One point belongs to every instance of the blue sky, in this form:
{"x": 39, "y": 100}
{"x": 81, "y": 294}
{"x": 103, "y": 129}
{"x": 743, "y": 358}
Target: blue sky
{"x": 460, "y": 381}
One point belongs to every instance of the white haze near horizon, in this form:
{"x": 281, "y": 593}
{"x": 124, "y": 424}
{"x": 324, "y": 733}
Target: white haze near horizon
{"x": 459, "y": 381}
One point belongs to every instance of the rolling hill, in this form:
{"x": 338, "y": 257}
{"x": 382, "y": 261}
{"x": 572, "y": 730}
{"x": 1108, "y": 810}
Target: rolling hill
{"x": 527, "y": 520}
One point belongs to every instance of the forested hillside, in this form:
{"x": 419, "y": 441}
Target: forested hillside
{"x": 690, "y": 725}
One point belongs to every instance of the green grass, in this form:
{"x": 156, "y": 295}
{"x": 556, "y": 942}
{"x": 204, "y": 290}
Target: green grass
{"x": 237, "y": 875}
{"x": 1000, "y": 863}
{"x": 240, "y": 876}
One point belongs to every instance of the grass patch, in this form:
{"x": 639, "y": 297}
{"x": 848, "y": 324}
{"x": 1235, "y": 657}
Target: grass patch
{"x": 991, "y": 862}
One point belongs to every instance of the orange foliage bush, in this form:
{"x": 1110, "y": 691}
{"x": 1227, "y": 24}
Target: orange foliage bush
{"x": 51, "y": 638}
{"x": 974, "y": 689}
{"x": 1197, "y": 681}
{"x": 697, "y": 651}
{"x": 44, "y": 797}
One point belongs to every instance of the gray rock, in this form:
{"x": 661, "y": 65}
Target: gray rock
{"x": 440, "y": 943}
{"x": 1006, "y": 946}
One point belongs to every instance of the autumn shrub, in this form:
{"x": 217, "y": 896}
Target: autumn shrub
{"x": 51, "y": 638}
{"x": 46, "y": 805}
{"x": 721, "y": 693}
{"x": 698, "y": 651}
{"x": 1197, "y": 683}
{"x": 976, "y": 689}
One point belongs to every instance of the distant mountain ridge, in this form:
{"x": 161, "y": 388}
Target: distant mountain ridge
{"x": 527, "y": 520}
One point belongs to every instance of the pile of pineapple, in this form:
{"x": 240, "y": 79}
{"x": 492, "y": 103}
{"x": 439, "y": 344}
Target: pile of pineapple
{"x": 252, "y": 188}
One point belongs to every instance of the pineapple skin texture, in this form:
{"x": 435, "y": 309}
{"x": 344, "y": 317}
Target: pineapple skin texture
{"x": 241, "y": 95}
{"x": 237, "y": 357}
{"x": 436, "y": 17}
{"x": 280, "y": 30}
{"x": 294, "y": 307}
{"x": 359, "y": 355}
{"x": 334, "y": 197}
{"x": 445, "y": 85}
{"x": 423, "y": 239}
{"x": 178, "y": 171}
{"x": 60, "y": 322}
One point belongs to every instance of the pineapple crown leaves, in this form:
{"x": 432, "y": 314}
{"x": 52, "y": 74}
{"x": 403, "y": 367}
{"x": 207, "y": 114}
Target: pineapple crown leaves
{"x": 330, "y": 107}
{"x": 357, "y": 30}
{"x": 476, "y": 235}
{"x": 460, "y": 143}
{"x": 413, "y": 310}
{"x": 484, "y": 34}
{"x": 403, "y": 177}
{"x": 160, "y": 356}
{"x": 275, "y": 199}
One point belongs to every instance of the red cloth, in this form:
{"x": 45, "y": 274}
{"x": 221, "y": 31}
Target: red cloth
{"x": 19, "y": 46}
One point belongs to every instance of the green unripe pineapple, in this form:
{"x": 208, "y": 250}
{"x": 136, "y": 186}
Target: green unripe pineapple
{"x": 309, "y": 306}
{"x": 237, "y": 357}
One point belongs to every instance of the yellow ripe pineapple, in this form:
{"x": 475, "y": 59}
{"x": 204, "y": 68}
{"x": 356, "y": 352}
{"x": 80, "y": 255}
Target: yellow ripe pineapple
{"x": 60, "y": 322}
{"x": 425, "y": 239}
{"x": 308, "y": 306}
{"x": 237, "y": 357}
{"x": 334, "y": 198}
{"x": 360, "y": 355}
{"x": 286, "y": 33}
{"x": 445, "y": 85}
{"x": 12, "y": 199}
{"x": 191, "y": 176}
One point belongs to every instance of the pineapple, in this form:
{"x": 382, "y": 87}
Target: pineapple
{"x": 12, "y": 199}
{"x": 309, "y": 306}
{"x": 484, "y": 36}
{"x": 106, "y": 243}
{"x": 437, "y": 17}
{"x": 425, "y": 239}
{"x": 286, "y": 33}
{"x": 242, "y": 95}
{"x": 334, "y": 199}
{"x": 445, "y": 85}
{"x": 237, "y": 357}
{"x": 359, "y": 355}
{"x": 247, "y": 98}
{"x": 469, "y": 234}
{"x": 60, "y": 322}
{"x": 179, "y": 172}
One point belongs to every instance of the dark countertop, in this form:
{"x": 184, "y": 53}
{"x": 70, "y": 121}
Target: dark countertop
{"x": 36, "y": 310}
==================================================
▶ **WHAT IS BEING ASKED**
Copy out verbatim the lines from the one holding "One point belongs to every instance of the dark" through the last line of the records, inclusive.

▶ **FINISHED ANSWER**
One point belongs to every instance of the dark countertop, in this form:
{"x": 184, "y": 53}
{"x": 70, "y": 121}
Target: dark countertop
{"x": 36, "y": 310}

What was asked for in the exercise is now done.